## WHAT YOU ARE ASKED TO DO
In the items below, change every "tightest" to "smallest" and write the lines out again with nothing else altered.

## EXERCISE MATERIAL
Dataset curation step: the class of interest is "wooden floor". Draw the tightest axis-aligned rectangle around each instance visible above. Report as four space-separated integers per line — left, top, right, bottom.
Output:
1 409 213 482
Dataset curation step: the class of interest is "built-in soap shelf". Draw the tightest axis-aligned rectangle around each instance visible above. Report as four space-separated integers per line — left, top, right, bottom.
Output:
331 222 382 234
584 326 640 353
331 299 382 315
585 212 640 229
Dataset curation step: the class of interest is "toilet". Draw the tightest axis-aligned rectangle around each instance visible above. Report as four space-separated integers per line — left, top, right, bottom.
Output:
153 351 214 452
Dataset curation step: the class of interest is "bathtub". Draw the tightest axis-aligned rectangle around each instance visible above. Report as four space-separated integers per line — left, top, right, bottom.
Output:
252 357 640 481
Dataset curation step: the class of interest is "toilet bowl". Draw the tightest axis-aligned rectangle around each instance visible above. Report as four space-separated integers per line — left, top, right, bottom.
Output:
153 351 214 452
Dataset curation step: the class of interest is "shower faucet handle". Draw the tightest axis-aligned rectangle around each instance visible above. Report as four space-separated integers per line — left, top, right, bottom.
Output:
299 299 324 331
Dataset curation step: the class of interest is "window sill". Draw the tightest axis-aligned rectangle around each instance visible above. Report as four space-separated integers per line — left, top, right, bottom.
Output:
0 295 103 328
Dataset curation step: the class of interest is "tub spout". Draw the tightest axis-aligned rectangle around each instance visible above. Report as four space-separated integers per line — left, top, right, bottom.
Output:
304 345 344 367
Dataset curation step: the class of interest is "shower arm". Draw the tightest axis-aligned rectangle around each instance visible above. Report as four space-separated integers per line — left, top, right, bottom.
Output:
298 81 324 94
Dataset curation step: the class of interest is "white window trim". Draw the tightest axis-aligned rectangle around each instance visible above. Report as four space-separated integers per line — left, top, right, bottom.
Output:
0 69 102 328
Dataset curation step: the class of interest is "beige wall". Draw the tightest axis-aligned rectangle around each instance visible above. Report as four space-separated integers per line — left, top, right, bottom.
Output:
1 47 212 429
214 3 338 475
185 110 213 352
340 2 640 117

## COMPLETED EXERCISE
Dataset curation step: the class of interest is "wooden floor". Draw the smallest axis-aligned rectangle around each instance visible above. Report as four space-separated integers per line — left, top, right, bottom.
Output:
1 409 213 482
Dataset curation step: the class of interest is "built-in soap shelf". Draw the smallest axis-aligned rectangle around each instance visible above. Report as four space-separated integers per line — left, top, right, bottom.
Output:
331 222 382 234
584 326 640 353
331 299 382 315
585 212 640 229
Dataset curation step: the class of interest is "toilet". Draw the smallest axis-aligned rectangle around each instance visible above. Report as four space-separated integers per line — left, top, right, bottom.
Output:
153 351 214 452
Dataset curation step: the class of interest is "bathtub". Draw the smallest axis-aligned rectangle around each instance visible above. Report as four space-separated integers per line — left, top, right, bottom.
Output:
252 357 640 481
Dataset curation step: the class of interest is "toilet bowl". Draw the smallest axis-aligned rectangle around each instance visible above. Report as four space-separated integers per line — left, top, right, bottom.
Output:
153 351 214 452
Dataset curation step: the class of interest is "shower faucet handle". Draw the smallest axis-aligned rectangle around each instance visible above. Report as four space-separated integers per line — left, top, right, bottom.
Output:
299 299 324 331
Dataset curation step: the class of interest is "window sill". Draw the smallest axis-aligned rectangle around each instance visible above. Report as four space-separated integers per line — left, top, right, bottom.
Output:
0 295 103 328
Dataset curation step: the class of interest is "tub spout". Draw the smallest axis-aligned rectangle around each instance visible above. Report as four space-separated integers per line — left, top, right, bottom.
Output:
304 345 344 367
Dataset curation step: the class of interest is "shower arm". Draw the smallest axis-aligned rectangle around each instance visible above. Report as four space-separated integers per line — left, top, right, bottom.
Output:
298 81 324 94
Dataset curation step: the class of interest is "white window trim". Draw the smallest axis-aligned rectangle around each instance visible above. Report as four space-separated integers per line — left, top, right, bottom.
Output:
0 69 102 328
Dataset curation step: the class of interest is "beige wall". Draw the smallest axis-aligned rectangle around each instance visible above. Report as four space-separated integers per line — left, top, right, bottom.
Output:
1 47 212 429
214 3 338 475
185 110 213 352
340 2 640 117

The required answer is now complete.